Copy the lines of the listing below, from the line containing "Look at the photo above. For each instance of the raymond" to the line containing "pixel 1069 231", inclusive, with nothing changed.

§

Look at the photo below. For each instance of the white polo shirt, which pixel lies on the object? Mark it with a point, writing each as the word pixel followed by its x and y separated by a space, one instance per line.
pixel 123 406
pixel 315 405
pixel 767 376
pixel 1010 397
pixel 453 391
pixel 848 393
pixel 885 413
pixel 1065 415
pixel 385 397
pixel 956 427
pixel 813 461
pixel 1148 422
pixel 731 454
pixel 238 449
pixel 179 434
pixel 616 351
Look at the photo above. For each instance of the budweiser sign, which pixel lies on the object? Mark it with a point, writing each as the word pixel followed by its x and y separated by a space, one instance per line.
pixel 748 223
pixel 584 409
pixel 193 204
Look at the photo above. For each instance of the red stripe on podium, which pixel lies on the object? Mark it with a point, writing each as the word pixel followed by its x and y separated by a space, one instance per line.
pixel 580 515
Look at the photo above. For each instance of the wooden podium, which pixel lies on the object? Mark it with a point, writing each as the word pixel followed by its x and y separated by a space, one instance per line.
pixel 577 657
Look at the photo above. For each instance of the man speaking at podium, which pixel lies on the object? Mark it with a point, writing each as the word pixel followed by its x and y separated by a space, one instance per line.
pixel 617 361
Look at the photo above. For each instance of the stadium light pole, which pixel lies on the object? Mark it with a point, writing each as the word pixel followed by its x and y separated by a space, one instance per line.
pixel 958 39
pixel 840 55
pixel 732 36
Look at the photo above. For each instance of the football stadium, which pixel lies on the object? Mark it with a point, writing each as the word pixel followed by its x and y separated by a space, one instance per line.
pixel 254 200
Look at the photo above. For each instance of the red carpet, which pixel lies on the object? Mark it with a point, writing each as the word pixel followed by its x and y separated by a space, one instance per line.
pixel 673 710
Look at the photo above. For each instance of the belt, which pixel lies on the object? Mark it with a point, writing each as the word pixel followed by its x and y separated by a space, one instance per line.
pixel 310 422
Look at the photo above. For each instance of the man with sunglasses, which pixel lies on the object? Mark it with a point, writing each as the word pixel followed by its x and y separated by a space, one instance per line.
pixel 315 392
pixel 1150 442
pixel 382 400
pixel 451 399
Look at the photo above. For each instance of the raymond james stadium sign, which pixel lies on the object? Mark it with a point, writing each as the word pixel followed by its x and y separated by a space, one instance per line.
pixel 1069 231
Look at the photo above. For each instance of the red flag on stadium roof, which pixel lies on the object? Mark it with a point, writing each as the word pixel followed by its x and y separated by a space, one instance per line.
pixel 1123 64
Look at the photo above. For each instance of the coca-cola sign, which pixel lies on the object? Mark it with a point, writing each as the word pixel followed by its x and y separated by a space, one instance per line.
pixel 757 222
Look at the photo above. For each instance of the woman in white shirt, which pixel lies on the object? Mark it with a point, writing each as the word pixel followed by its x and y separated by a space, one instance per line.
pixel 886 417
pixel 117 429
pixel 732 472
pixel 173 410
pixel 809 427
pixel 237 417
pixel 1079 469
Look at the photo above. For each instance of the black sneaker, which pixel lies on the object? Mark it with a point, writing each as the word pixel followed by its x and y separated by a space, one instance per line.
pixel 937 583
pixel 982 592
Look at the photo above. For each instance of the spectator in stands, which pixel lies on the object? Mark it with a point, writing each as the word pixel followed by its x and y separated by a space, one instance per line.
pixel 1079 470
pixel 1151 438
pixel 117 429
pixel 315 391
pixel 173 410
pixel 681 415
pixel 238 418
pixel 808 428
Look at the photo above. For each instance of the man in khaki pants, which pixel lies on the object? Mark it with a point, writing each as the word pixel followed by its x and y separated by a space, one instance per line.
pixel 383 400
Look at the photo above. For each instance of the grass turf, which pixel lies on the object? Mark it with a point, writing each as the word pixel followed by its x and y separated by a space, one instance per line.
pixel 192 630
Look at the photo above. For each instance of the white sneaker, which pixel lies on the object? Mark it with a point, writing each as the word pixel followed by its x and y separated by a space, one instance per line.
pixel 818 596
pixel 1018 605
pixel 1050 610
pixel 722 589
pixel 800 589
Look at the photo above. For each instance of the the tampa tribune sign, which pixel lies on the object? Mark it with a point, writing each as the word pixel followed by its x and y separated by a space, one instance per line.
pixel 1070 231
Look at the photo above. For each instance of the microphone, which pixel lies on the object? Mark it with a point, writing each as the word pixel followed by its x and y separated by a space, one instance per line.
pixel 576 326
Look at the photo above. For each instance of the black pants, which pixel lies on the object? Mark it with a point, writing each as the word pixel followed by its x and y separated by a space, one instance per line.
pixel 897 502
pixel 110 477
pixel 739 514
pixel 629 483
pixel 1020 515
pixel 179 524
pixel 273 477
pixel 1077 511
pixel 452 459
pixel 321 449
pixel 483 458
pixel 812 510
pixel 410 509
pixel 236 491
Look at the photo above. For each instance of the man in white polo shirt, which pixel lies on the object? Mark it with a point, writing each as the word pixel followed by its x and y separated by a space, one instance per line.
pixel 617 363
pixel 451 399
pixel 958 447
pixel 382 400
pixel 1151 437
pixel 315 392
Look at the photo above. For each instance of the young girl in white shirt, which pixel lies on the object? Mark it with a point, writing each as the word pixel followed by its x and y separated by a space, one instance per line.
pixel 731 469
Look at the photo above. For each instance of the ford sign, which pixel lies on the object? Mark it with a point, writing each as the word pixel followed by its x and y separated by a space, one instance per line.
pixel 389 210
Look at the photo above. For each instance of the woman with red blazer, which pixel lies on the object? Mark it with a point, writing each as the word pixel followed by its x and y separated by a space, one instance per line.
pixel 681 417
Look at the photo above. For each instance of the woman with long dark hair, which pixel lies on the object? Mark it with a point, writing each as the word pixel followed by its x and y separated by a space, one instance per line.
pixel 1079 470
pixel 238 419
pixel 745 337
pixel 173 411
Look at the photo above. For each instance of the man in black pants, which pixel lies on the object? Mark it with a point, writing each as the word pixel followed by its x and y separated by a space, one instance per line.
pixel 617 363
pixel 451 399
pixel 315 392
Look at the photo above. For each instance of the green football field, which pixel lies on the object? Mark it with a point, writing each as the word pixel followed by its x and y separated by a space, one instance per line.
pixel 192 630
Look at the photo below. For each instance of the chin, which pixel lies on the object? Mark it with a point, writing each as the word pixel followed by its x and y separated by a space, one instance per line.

§

## [Expected output]
Look at the photo above. For each instance of the raymond james stadium sign, which pixel lies on the object? Mark it with a point, writing each as the word pixel followed by its x and y separated by a space, one instance per line.
pixel 1069 231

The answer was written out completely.